Task brief:
Rewrite the material below from the line containing "Each <instance> block" through the line containing "box: [973, 69, 1127, 189]", inclusive. Replace "pixel-level" with "per-pixel" and leave everything else unchanged.

Data provided:
··········
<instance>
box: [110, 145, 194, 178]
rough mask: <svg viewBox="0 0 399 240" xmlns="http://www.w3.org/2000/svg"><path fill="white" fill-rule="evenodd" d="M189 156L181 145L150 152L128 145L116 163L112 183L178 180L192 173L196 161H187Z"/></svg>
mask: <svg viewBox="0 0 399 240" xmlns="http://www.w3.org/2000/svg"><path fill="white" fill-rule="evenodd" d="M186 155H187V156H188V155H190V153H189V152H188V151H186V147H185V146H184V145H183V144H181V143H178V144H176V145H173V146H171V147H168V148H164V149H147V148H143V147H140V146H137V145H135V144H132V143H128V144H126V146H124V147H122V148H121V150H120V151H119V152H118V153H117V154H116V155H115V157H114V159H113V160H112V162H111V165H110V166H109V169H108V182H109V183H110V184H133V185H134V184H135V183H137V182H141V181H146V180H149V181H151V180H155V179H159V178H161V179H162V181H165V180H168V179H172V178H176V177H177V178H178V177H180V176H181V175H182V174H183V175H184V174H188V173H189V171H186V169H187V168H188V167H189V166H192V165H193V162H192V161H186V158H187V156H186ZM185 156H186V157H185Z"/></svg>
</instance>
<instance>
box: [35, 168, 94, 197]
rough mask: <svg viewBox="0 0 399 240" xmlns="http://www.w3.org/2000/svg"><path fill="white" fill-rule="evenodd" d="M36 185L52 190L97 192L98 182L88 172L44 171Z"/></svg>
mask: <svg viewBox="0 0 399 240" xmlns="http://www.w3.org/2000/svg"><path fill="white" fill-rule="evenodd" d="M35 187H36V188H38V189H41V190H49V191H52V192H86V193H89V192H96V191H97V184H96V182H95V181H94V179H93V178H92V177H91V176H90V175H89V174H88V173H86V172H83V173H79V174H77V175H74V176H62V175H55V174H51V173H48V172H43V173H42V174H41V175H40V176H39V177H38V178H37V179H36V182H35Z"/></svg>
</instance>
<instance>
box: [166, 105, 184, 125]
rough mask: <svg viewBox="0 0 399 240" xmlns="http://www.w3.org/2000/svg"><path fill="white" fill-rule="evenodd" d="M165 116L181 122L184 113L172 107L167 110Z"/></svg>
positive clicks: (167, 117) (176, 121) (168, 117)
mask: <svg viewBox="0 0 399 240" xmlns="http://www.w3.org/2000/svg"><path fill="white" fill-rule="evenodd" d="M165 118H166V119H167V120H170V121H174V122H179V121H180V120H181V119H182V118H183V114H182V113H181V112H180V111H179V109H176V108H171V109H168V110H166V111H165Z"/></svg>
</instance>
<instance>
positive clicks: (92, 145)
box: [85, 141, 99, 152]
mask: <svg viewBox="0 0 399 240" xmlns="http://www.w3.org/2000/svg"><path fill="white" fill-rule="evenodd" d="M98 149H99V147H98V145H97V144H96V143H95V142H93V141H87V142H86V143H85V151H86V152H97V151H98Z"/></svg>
··········
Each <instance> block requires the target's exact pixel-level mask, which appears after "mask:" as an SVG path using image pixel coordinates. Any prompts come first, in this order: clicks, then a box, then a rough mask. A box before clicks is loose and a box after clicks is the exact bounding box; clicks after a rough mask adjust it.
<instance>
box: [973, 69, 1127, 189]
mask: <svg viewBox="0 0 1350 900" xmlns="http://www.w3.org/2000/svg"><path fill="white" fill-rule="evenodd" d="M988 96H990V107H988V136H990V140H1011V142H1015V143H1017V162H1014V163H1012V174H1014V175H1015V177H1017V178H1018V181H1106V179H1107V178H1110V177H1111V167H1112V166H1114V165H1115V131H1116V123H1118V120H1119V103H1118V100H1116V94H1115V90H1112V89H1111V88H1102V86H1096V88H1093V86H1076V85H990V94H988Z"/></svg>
··········
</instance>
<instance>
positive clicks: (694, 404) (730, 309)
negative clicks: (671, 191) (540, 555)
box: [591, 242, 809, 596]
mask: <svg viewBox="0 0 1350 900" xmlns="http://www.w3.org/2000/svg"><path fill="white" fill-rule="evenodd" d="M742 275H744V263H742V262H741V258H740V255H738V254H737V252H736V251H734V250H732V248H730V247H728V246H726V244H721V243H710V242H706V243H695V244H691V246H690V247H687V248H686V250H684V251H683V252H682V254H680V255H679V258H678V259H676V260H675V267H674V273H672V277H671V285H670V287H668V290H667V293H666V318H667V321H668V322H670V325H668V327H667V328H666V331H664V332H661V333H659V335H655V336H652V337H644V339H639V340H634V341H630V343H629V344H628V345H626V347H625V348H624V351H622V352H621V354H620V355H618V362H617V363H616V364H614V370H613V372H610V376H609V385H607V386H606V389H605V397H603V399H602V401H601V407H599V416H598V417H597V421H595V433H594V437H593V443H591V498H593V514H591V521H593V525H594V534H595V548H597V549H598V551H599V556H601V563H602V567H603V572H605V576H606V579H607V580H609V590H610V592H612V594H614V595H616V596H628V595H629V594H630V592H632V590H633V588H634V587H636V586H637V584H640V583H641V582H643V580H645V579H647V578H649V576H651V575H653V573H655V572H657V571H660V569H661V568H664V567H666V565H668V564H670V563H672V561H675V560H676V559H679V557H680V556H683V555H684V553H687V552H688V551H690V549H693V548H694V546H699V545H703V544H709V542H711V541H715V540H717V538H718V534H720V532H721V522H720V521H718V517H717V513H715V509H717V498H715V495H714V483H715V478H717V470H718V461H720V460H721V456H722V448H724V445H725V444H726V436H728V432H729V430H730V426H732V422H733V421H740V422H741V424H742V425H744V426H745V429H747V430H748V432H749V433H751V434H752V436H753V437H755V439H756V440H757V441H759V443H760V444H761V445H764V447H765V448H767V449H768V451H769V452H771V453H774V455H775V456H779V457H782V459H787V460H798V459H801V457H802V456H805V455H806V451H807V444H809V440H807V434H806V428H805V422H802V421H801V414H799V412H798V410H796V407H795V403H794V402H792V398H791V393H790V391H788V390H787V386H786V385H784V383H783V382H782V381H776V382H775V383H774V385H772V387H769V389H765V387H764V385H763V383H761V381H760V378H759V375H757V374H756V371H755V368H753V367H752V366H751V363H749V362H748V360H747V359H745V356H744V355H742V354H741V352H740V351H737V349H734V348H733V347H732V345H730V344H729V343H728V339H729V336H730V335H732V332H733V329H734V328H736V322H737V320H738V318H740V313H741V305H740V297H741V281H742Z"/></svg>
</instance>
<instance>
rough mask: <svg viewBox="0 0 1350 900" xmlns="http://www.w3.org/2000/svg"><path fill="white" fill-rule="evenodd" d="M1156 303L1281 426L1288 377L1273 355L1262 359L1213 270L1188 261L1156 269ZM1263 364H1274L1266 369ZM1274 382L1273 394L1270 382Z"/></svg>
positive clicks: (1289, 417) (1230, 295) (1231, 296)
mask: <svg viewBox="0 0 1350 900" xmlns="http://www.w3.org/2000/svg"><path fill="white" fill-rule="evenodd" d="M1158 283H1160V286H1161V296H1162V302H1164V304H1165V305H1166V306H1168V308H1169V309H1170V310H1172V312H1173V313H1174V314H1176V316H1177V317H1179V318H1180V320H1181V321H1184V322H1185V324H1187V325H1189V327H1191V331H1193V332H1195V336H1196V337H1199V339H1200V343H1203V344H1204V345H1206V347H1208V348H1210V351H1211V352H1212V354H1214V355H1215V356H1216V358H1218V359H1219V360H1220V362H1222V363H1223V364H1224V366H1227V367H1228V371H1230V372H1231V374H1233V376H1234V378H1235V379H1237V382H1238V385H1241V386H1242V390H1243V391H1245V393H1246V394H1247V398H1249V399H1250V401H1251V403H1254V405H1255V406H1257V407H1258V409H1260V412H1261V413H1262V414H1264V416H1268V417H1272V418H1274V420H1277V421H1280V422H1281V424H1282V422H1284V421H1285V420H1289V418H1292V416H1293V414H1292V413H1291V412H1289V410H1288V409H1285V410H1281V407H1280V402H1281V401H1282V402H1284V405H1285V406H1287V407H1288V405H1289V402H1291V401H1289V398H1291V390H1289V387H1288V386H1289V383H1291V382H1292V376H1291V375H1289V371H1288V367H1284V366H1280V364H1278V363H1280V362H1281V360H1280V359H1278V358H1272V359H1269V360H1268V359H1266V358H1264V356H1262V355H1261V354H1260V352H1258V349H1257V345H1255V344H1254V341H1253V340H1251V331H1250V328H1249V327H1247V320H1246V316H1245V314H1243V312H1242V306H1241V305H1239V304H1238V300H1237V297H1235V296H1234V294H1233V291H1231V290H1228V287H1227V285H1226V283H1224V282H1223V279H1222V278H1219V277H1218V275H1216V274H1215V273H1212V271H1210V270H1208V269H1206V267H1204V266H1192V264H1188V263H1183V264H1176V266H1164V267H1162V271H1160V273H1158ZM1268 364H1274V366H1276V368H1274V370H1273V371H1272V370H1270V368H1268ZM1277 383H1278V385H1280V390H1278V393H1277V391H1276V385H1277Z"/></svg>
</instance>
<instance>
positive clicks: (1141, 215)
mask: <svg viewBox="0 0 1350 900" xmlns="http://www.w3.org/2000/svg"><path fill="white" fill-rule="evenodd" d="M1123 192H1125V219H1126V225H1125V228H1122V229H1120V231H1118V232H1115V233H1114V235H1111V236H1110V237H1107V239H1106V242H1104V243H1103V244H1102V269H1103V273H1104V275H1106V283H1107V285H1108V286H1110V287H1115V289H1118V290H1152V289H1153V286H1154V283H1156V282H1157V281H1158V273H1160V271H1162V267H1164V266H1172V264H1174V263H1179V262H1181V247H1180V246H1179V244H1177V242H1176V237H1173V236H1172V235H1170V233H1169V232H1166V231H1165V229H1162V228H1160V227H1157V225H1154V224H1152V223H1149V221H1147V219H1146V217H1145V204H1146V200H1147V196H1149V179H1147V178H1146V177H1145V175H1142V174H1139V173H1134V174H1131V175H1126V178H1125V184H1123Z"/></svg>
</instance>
··········
Exercise output:
Each <instance> block requires the target's exact per-pixel mask, which appears after "mask:" as an SVG path using image pixel coordinates. Any prompts come first, in this order: clicks, then a box, then a rough mask. A box before clicks is loose and a box after clicks is the exact bounding box; clicks after a rough mask adjust it.
<instance>
box: [973, 69, 1127, 189]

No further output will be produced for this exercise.